== GIVEN RECORDS ==
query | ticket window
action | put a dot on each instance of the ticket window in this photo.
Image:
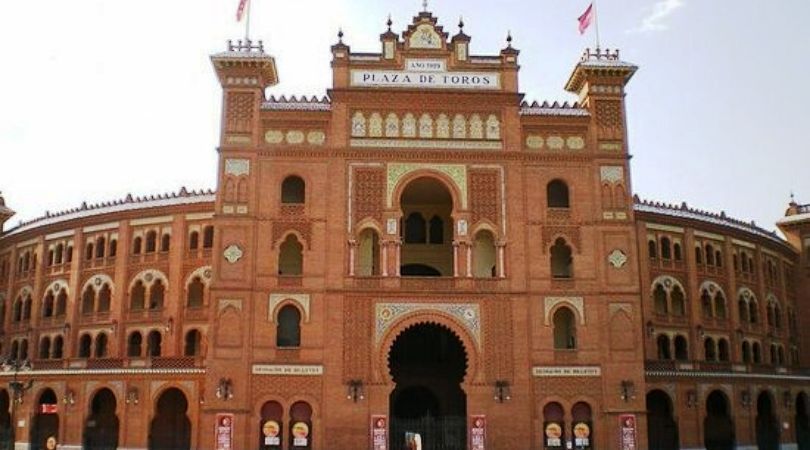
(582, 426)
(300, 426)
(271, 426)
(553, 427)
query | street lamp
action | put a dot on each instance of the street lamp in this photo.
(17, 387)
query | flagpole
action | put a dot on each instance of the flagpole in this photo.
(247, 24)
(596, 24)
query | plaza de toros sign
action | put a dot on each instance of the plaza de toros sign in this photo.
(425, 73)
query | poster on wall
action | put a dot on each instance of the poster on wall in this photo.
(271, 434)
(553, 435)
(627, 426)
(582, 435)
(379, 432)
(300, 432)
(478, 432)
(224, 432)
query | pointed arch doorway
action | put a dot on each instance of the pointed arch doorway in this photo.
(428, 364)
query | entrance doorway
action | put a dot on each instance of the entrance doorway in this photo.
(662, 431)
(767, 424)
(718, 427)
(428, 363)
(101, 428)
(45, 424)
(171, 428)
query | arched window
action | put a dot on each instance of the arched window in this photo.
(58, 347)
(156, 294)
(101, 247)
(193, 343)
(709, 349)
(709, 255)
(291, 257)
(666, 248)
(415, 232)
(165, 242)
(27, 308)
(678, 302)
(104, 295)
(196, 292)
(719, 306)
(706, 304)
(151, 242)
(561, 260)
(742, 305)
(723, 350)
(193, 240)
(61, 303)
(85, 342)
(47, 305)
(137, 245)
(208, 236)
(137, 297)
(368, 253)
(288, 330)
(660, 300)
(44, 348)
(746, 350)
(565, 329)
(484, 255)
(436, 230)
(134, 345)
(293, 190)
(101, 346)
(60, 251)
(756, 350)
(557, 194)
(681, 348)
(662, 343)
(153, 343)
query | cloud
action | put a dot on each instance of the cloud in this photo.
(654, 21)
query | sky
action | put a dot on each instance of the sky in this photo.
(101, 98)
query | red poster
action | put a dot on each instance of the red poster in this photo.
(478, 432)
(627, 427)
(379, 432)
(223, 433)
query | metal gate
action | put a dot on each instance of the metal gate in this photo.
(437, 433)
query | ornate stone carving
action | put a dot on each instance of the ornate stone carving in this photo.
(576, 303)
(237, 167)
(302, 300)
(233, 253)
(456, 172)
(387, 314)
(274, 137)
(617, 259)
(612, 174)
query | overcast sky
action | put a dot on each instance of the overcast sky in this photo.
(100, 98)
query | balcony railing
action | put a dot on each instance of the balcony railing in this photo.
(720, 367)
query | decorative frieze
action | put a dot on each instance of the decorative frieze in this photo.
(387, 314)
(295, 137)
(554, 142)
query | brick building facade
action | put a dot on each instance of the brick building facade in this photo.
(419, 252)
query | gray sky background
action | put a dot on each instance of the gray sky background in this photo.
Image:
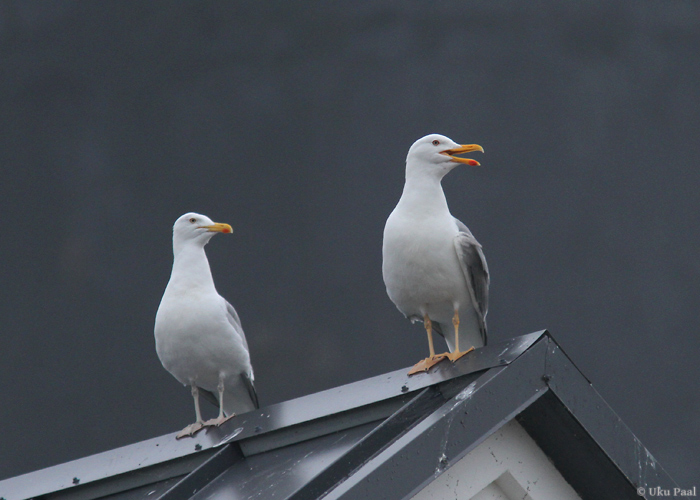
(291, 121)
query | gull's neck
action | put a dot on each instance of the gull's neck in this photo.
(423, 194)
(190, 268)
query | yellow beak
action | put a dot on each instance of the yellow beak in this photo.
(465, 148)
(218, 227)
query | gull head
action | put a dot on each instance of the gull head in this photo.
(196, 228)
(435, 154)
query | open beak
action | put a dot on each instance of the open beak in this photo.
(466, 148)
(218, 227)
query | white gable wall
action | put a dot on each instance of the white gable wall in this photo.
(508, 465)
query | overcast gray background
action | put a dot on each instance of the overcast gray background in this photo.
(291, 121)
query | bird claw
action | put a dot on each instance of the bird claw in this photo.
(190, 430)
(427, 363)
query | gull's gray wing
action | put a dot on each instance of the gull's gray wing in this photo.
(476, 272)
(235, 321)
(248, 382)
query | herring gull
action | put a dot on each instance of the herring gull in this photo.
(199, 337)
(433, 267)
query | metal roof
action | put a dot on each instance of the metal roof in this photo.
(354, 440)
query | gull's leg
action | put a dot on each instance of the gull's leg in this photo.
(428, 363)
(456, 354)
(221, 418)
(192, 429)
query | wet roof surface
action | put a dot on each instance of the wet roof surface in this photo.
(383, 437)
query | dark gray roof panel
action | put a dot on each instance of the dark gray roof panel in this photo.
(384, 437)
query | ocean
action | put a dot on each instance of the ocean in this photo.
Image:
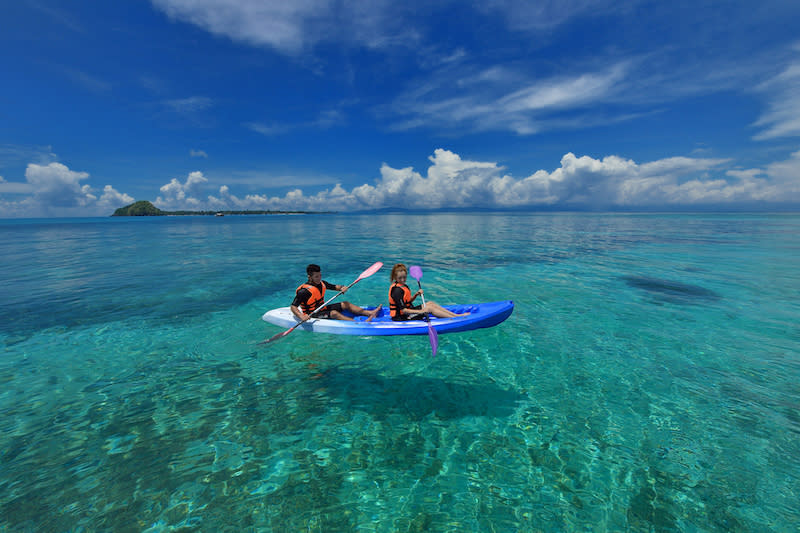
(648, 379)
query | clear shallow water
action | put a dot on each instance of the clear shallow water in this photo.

== THE TASK ==
Switch "put a dot on" to "place a marker on" throughout the listing above and write out every line again, with nothing else changed. Omit the pictures from your answer.

== WRITTEN SOLUTION ==
query | ticket window
action | place a marker on each instance of the ticket window in this photo.
Image:
(582, 426)
(300, 426)
(271, 426)
(553, 427)
query | street lamp
action | place a marker on each instance of the street lamp in this photo.
(17, 387)
query | flagpole
action | place a marker on each instance of the flagpole in this photo.
(247, 24)
(596, 24)
query | plaza de toros sign
action | place a marker on each instance of the plaza de toros sign in this photo.
(425, 73)
query | poster on wall
action | place a marker on each instance of the poster on wall in this photo.
(271, 434)
(553, 435)
(627, 426)
(582, 435)
(379, 432)
(300, 432)
(478, 432)
(224, 432)
query | pointed arch doorway
action | place a marker on each instance of the pointed arch doorway in this photo.
(428, 364)
query | entrance doorway
action | place a marker on each instance of the entrance doorway in this photo.
(662, 431)
(767, 424)
(718, 427)
(428, 363)
(101, 428)
(45, 424)
(171, 428)
query | arched window
action | place a marker on each instance of the arched window in this photo.
(58, 347)
(156, 294)
(101, 247)
(193, 343)
(709, 349)
(709, 255)
(291, 257)
(666, 248)
(415, 232)
(165, 242)
(27, 308)
(678, 302)
(104, 295)
(196, 292)
(719, 306)
(706, 304)
(151, 242)
(561, 260)
(742, 305)
(723, 350)
(193, 240)
(61, 303)
(85, 342)
(47, 305)
(137, 245)
(208, 236)
(137, 297)
(368, 253)
(288, 330)
(660, 300)
(44, 348)
(746, 350)
(565, 329)
(484, 255)
(436, 230)
(134, 345)
(293, 190)
(101, 346)
(60, 251)
(756, 350)
(557, 194)
(681, 348)
(662, 343)
(153, 343)
query | cloud
action | place a marker on each instance of the cloud in this photo.
(654, 21)
query | sky
action | place a marker on each instance of the sky in this photo.
(101, 98)
query | red poster
action | place a marker on each instance of the red poster in this photo.
(478, 432)
(627, 427)
(379, 432)
(223, 433)
query | metal gate
action | place a marker on each instance of the metal gate in this photo.
(437, 433)
query | ornate stone carving
action | place a marker on each instance of the ornate stone carving in this photo.
(576, 303)
(237, 167)
(302, 300)
(233, 253)
(456, 172)
(387, 314)
(274, 137)
(617, 259)
(612, 174)
query | overcast sky
action | place a marker on each instance of the overcast sky in this photo.
(100, 98)
query | balcony railing
action | place a marker on each instance of the balcony railing in this photo.
(720, 367)
query | decorative frieze
action | place a marker on each instance of the decorative frieze in this photo.
(387, 314)
(295, 137)
(554, 142)
query | brick building facade
action | place a marker on each instance of the brick building facade in this photo.
(419, 252)
query | gray sky background
action | place a marker on each instance of the gray sky background in this photo.
Image:
(291, 121)
query | gull's neck
action | place a marker on each instance of the gull's neck in this photo.
(423, 194)
(190, 268)
query | yellow beak
action | place a marker on each instance of the yellow beak in this photo.
(465, 148)
(218, 227)
query | gull head
action | place a marker on each instance of the gull head in this photo.
(196, 228)
(435, 154)
query | open beak
action | place a marker on each instance of the open beak in this photo.
(466, 148)
(218, 227)
query | white gable wall
action | place a marker on each instance of the white gable wall in this photo.
(508, 465)
query | overcast gray background
action | place a marker on each instance of the overcast gray background in this photo.
(291, 121)
query | bird claw
action | place a marker on each instance of the bird claw in this photo.
(190, 430)
(427, 363)
query | gull's gray wing
action | place a marker on each instance of the gull's gray wing in this photo.
(476, 272)
(235, 321)
(248, 382)
query | herring gull
action | place a marker on each instance of the herring gull in this photo.
(199, 337)
(433, 267)
query | metal roof
action | place a marker on each instance of the metal roof in this photo.
(354, 440)
query | gull's leg
action | place a marker on each instance of the gull's leg in this photo.
(428, 363)
(456, 354)
(221, 418)
(192, 429)
query | wet roof surface
action | place a marker on each instance of the wet roof surface in this photo.
(383, 437)
query | dark gray roof panel
action | place a marker on each instance of the dark gray roof panel in this photo.
(384, 437)
query | ocean
action | place a marker on each instance of the ocean in this photo.
Image:
(648, 379)
query | clear shallow water
action | place a marker on each instance of the clear shallow water in this photo.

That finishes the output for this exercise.